■ REQUIREMENTS:
a) Check each statement against the court excerpt and answer yes or no, quoting the words of the excerpt that decide it: (i) the lineup identifications were suppressed; (ii) counsel did not explore the victims' earlier descriptions of the petitioner; (iii) the petitioner's defense suggested that the victims had confused him with the co-assailant.
b) In the court excerpt, how does the Court characterize the petitioner's contentions?

■ SELECTED EXCERPT:
____________

Petitioner has not shown the state court decision to be contrary to or an unreasonable application of Supreme Court law, or an unreasonable application of the facts. See 28 U.S.C. § 2254(d). Indeed, the Court finds petitioner's contentions here to be largely frivolous: questions about the lineup were immaterial because the lineup identifications were ultimately suppressed; counsel did fully explore (and the hearing court did consider in its decision) the victims' earlier descriptions of petitioner; and descriptions of the assailant were not material because petitioner's misidentification defense did not suggest that the victims had confused him with the co-assailant.

____________

■ RECORDS PROVIDED:
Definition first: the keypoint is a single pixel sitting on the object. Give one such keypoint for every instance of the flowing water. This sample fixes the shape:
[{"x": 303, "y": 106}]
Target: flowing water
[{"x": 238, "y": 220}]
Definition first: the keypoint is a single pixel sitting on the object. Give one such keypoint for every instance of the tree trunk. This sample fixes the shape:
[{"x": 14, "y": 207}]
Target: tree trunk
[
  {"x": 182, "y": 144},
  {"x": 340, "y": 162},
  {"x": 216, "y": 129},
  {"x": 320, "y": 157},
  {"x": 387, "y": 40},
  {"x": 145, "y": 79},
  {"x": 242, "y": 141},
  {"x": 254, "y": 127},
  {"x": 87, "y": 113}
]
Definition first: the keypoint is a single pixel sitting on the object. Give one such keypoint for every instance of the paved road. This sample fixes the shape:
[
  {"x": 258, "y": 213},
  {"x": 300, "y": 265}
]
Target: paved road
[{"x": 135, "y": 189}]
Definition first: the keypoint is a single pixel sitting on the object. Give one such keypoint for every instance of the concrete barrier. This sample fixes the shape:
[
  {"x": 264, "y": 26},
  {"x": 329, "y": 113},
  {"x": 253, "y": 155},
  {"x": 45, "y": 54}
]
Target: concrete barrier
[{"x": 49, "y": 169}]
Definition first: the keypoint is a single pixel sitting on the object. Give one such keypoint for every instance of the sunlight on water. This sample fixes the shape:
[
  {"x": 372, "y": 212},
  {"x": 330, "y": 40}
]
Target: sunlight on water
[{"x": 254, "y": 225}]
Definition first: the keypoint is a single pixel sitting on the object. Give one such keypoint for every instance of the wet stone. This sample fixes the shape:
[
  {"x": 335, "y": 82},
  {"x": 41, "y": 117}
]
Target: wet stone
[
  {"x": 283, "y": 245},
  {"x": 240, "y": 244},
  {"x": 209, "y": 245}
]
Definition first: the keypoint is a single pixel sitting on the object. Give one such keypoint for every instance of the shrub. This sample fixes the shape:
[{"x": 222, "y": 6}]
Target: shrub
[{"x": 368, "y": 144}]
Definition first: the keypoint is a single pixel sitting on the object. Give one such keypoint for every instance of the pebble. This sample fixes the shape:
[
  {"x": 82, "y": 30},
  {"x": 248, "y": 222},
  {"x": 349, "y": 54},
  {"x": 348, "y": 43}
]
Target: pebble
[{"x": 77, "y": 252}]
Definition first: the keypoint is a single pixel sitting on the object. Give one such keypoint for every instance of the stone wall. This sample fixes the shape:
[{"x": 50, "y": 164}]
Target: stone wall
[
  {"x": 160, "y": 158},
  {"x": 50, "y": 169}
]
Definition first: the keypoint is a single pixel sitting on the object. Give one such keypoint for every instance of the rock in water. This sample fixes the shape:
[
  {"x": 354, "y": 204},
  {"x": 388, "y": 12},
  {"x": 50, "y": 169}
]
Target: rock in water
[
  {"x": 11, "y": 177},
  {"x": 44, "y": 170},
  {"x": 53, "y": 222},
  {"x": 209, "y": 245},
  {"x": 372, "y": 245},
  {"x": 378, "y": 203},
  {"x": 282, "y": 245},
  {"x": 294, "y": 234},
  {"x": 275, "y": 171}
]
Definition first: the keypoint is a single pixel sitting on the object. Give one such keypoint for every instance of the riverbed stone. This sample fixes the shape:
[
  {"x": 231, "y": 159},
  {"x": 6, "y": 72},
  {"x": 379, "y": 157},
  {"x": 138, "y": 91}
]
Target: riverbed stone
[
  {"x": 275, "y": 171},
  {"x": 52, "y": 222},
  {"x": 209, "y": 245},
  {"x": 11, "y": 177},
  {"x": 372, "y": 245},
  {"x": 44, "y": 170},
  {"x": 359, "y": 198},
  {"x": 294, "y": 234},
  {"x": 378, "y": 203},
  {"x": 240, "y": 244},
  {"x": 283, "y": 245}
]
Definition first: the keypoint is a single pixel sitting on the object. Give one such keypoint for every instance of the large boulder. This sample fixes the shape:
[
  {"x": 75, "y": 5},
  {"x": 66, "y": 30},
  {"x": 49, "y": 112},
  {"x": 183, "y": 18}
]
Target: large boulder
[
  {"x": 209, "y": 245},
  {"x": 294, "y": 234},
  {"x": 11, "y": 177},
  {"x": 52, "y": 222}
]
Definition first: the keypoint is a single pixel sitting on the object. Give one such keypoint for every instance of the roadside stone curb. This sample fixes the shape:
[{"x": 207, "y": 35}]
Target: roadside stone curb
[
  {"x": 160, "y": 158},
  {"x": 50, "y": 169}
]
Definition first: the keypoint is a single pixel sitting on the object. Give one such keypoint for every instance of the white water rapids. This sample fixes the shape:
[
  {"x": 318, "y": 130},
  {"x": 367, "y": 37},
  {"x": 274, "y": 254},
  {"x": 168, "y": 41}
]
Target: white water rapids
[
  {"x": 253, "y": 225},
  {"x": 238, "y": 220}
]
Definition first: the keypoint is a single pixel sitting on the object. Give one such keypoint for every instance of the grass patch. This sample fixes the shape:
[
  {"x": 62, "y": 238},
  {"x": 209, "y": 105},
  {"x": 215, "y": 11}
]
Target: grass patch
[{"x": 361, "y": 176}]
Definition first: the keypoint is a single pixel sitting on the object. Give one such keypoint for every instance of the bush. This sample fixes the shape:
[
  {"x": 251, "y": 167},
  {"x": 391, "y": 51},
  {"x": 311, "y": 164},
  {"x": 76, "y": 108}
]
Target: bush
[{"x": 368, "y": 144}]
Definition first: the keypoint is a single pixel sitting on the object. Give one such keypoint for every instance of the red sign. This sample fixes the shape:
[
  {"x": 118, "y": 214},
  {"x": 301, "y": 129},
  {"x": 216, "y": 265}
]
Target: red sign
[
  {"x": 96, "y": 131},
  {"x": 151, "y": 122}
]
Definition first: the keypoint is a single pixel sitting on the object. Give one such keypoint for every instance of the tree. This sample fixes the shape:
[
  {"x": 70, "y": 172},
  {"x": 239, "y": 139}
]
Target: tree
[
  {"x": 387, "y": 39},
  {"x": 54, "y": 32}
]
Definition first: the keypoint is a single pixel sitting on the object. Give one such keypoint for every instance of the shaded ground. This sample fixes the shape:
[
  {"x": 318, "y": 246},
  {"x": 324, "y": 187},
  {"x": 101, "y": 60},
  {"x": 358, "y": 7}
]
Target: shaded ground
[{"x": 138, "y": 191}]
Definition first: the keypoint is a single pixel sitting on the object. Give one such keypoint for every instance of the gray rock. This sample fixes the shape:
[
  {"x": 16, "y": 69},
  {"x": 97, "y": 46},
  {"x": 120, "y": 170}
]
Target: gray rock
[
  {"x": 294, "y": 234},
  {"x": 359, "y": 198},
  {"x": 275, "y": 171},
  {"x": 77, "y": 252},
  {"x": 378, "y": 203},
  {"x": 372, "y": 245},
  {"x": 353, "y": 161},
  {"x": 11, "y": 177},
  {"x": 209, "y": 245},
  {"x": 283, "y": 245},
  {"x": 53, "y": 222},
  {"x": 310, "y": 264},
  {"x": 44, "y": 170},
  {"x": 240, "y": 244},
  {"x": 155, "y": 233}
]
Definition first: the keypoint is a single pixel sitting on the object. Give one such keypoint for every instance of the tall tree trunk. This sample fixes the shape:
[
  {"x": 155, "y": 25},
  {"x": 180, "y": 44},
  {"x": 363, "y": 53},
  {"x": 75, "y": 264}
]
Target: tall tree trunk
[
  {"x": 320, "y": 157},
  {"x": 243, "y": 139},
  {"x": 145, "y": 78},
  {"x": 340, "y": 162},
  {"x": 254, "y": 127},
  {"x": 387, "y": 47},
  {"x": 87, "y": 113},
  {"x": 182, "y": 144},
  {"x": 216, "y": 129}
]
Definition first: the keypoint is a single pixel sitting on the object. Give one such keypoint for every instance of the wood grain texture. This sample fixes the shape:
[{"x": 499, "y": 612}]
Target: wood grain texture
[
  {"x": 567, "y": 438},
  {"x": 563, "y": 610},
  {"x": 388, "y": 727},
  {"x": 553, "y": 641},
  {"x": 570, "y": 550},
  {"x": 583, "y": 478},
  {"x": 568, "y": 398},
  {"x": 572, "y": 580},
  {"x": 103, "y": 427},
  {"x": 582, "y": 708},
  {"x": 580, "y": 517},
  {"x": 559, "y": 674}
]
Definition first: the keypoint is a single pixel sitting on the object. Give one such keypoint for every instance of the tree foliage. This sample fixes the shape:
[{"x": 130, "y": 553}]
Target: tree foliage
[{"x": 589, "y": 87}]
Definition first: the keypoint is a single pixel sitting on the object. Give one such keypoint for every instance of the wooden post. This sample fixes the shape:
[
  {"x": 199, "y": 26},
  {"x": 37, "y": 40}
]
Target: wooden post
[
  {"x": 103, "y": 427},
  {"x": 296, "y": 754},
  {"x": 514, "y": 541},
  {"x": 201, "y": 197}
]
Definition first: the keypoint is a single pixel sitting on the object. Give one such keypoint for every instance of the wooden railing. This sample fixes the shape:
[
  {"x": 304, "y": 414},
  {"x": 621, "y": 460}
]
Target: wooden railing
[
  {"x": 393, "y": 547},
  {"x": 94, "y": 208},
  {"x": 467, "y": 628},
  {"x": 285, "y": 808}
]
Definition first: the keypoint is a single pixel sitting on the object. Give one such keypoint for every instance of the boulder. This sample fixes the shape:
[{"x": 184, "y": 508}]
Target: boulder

____________

■ ANSWERS IN ORDER:
a)
(i) Yes: "the lineup identifications were ultimately suppressed"
(ii) No: "counsel did fully explore (and the hearing court did consider in its decision) the victims' earlier descriptions of petitioner"
(iii) No: "petitioner's misidentification defense did not suggest that the victims had confused him with the co-assailant"

b) As largely frivolous.